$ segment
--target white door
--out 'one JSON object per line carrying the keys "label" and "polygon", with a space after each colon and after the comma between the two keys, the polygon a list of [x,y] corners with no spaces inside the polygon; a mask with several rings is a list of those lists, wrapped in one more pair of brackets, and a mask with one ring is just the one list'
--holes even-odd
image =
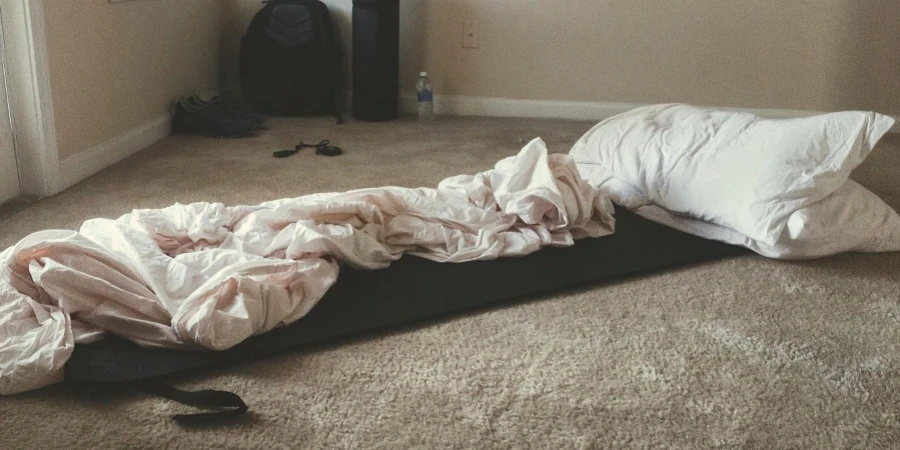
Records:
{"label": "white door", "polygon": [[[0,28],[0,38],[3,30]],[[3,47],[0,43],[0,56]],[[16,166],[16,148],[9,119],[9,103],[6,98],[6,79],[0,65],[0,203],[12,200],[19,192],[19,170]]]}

+ + + +

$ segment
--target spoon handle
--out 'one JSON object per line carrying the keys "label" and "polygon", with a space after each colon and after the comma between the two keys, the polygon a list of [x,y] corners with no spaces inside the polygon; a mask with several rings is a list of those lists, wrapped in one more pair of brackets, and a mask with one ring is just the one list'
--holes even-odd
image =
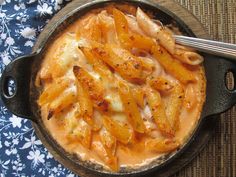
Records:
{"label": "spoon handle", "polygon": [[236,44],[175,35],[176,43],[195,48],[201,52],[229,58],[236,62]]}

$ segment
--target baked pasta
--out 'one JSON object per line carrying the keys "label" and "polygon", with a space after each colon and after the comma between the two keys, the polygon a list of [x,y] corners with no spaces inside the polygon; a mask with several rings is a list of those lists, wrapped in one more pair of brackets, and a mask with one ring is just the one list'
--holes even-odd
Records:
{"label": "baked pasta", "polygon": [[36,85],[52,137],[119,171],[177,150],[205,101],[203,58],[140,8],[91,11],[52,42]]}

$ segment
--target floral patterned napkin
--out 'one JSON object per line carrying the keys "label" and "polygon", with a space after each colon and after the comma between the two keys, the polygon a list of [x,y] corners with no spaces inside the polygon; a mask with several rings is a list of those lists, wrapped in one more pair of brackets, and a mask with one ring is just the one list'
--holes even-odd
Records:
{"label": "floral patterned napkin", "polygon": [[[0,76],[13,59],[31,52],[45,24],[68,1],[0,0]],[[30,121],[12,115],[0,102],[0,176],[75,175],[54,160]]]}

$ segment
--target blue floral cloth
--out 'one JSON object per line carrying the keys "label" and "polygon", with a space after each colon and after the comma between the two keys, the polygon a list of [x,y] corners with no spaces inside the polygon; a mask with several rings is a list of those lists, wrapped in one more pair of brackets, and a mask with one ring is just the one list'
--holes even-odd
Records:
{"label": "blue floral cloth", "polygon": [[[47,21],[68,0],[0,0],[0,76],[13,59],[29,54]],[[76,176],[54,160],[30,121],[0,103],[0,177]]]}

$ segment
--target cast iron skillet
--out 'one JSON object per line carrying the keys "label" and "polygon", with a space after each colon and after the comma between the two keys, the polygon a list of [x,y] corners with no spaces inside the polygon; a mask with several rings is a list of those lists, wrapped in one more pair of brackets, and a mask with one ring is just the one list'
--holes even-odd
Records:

+ + + +

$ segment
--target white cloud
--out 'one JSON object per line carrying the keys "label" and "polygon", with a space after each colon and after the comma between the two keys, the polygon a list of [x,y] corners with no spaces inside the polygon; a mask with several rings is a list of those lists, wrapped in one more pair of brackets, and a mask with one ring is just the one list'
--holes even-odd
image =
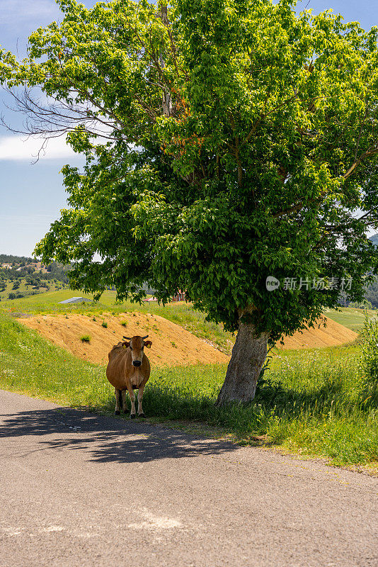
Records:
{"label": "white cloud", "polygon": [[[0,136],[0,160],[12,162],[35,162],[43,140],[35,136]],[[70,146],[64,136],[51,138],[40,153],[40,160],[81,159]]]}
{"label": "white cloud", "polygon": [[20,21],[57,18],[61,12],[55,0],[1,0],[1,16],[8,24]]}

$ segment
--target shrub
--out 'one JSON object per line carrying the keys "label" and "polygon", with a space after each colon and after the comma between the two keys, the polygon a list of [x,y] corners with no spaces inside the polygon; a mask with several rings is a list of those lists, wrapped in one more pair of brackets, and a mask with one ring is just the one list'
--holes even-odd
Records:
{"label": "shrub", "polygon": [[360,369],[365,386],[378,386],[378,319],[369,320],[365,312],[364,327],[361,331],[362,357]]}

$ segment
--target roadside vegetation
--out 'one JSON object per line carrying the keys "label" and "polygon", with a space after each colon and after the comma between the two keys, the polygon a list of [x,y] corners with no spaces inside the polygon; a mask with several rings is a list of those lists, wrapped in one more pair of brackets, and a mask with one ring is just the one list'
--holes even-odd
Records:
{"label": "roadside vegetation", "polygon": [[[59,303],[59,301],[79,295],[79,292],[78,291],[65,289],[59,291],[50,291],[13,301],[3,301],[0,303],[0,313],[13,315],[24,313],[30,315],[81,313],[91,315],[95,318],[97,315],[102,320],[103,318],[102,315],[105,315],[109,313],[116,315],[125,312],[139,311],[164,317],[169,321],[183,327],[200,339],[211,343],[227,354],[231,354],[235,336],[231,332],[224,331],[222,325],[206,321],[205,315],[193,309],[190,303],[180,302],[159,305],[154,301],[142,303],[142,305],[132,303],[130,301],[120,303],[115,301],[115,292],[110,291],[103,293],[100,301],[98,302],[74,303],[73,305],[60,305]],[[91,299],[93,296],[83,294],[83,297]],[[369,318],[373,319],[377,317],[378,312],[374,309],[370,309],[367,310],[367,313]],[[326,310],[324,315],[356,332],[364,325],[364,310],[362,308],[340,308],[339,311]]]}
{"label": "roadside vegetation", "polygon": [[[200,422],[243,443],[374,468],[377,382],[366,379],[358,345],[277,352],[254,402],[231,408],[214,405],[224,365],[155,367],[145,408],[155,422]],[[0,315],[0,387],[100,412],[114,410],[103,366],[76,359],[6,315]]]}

+ + + +

Problem to solve - Report every line in the records above that contains the string "floral", matching case exactly.

The response -
--target floral patterned napkin
{"label": "floral patterned napkin", "polygon": [[[0,76],[13,59],[31,52],[45,24],[68,1],[0,0]],[[30,121],[12,115],[0,102],[0,176],[75,175],[54,160]]]}
--target blue floral cloth
{"label": "blue floral cloth", "polygon": [[[47,21],[68,0],[0,0],[0,76],[13,59],[29,54]],[[76,176],[54,160],[30,121],[0,103],[0,177]]]}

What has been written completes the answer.